Task requirements – All pictures are to be excluded when the data below is output verbatim.

Data shown –
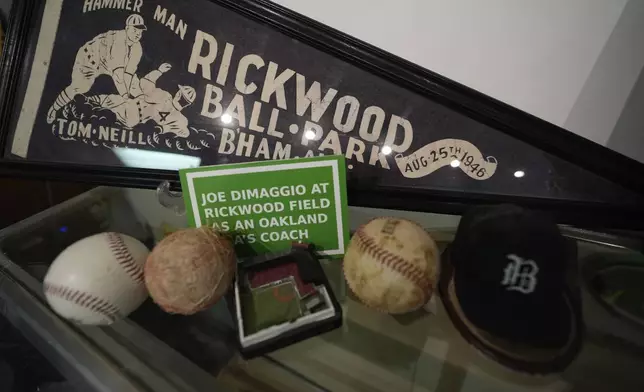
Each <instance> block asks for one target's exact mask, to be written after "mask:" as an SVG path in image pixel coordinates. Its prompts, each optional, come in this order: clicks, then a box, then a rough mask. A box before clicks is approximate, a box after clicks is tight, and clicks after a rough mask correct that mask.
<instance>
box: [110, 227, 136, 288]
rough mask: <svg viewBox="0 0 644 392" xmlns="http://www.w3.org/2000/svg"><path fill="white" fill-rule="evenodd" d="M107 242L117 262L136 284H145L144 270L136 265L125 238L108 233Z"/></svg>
mask: <svg viewBox="0 0 644 392" xmlns="http://www.w3.org/2000/svg"><path fill="white" fill-rule="evenodd" d="M107 242H108V244H109V247H110V250H111V251H112V254H113V255H114V257H116V261H117V262H118V263H119V264H120V265H121V267H123V270H124V271H125V272H126V273H127V274H128V275H130V277H131V278H132V279H133V280H134V281H135V282H136V283H143V268H142V267H141V266H140V265H138V264H137V263H136V261H135V260H134V257H132V254H131V253H130V250H129V249H128V248H127V245H125V242H124V241H123V238H121V236H120V235H119V234H117V233H107Z"/></svg>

Solution –
Each <instance> block asks for one target's exact mask, to be written after "mask:" as an SVG path in image pixel coordinates. Its prompts, each optional, come in this order: clicks, then a box, then a rough mask. A box before clicks is approximate, a box after clicks is tight, and clicks after a rough mask correct that mask.
<instance>
box: [110, 227, 136, 288]
rough mask: <svg viewBox="0 0 644 392" xmlns="http://www.w3.org/2000/svg"><path fill="white" fill-rule="evenodd" d="M107 242L117 262L136 284H145L144 270L136 265L125 238L108 233Z"/></svg>
mask: <svg viewBox="0 0 644 392" xmlns="http://www.w3.org/2000/svg"><path fill="white" fill-rule="evenodd" d="M107 242H108V244H109V247H110V250H111V251H112V254H113V255H114V257H116V261H117V262H118V263H119V264H120V265H121V267H123V270H124V271H125V272H126V273H127V274H128V275H130V277H131V278H132V279H133V280H134V281H135V282H136V283H143V268H142V267H141V266H140V265H138V264H137V263H136V261H135V260H134V257H132V254H131V253H130V250H129V249H128V248H127V245H125V242H124V241H123V238H121V236H120V235H119V234H117V233H107Z"/></svg>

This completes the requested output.